* **Requirements**
Locate every line in the records that contains the string "panel" and copy each of those lines. Case counts.

* **Supplied data**
— BEGIN —

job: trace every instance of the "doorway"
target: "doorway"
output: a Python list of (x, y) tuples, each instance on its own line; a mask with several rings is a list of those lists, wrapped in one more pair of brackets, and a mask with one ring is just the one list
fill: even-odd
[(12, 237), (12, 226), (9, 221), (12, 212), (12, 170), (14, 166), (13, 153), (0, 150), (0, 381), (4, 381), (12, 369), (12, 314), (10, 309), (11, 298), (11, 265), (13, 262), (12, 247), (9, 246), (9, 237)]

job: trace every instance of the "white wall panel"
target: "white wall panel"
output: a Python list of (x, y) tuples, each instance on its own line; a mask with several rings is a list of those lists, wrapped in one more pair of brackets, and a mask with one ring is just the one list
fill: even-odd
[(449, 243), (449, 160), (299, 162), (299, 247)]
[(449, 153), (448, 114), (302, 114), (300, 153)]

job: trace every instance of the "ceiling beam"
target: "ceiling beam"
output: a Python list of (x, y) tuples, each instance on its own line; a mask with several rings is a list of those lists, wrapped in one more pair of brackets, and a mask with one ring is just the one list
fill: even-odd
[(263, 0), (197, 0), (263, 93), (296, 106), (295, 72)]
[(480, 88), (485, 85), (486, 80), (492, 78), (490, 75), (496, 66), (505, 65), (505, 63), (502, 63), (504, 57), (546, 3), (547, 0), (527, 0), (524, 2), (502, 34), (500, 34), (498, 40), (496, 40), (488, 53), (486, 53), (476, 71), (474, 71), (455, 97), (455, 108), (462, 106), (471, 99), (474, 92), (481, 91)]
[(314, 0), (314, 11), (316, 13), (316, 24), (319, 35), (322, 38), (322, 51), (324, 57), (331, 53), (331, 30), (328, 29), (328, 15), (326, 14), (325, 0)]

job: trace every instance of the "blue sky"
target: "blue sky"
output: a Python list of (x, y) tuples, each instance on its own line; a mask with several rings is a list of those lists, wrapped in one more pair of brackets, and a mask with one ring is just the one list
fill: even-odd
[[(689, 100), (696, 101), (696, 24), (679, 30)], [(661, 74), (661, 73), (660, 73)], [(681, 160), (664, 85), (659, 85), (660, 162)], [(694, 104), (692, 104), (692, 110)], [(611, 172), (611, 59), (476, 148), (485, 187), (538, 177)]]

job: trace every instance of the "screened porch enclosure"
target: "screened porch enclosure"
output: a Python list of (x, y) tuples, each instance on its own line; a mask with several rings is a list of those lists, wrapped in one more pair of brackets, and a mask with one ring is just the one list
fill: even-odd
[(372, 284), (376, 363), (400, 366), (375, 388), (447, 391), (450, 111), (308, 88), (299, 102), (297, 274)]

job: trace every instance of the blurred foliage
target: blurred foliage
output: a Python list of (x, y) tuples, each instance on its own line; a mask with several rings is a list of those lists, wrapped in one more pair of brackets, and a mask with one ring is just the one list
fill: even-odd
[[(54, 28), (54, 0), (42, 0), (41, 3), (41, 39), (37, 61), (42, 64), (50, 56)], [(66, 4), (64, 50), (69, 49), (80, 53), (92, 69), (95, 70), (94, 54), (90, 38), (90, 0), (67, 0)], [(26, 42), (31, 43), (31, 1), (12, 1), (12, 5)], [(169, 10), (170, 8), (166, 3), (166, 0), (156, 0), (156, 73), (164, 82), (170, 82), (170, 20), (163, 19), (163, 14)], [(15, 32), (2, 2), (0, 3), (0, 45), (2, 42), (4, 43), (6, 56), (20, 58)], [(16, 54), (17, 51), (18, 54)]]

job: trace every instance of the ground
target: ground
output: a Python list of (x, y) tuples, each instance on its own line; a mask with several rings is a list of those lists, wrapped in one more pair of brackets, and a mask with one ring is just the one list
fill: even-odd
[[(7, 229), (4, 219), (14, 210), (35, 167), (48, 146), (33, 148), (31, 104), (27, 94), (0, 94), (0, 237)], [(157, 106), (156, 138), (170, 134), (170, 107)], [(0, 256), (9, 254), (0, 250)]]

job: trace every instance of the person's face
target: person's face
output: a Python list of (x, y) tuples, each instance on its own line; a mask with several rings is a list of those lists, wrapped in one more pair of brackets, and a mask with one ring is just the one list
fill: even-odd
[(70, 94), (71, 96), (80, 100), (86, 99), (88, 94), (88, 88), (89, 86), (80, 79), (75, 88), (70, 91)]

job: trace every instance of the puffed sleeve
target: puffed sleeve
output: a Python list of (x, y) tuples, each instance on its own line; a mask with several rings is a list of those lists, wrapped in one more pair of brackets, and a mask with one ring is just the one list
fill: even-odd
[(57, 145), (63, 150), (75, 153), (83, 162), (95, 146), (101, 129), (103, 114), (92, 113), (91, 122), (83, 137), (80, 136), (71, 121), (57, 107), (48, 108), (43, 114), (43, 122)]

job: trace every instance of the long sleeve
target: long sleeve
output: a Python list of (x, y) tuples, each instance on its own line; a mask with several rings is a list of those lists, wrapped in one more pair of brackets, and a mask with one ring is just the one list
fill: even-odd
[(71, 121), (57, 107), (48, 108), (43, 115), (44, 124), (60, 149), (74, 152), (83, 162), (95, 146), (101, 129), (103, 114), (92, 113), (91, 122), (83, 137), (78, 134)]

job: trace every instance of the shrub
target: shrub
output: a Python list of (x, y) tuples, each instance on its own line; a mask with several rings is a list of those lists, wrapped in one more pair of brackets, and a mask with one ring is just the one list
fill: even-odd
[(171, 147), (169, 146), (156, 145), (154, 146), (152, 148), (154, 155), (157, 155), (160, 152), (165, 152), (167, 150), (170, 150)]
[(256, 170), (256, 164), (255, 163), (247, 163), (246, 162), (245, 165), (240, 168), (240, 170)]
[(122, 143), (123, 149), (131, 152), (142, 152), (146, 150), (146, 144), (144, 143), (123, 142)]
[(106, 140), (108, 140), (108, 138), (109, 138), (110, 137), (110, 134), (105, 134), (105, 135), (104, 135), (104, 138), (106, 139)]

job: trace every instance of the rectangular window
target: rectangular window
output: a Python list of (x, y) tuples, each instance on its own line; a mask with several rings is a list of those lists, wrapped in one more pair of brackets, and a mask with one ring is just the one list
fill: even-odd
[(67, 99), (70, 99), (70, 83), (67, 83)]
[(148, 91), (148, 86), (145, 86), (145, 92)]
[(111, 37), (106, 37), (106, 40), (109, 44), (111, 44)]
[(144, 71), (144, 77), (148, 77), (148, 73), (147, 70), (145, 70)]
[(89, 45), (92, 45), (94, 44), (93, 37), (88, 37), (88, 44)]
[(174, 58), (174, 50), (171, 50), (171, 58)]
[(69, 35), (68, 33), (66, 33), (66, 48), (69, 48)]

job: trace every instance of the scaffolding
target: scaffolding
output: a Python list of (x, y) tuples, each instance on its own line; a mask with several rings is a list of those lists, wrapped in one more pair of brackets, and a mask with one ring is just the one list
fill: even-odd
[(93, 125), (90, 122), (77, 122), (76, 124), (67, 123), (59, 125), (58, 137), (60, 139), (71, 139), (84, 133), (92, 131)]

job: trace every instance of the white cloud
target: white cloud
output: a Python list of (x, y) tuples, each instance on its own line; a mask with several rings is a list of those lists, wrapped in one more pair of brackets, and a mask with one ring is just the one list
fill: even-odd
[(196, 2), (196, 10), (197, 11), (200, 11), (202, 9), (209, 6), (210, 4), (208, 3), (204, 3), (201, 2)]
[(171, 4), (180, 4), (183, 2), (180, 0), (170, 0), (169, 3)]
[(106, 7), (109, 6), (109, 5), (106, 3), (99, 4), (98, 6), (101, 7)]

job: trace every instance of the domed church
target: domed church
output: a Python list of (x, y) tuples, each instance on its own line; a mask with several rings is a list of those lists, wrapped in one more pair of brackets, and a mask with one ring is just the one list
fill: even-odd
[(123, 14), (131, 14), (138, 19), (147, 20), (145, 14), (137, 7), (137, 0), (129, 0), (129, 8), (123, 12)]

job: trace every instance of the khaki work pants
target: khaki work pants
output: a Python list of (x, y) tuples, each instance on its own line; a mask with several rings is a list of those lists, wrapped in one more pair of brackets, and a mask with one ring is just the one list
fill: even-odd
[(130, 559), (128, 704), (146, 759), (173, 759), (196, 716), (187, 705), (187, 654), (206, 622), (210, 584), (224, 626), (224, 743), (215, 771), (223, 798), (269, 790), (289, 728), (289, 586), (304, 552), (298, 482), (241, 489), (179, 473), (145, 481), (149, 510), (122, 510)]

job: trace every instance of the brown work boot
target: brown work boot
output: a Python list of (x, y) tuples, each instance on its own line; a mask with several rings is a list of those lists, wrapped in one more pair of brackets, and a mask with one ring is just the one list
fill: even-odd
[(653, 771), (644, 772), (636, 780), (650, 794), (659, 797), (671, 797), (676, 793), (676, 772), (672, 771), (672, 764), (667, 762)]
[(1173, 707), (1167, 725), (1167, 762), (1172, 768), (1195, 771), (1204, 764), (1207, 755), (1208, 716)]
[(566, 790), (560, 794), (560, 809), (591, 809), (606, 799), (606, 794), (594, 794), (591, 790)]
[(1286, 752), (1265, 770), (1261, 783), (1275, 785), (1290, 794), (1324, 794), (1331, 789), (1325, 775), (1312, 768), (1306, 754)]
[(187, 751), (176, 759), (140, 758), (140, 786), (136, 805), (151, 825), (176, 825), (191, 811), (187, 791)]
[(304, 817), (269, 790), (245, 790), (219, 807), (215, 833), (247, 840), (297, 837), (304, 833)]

— END —

* **Exercise answer**
job: trace every instance of the "white wall panel"
target: "white wall panel"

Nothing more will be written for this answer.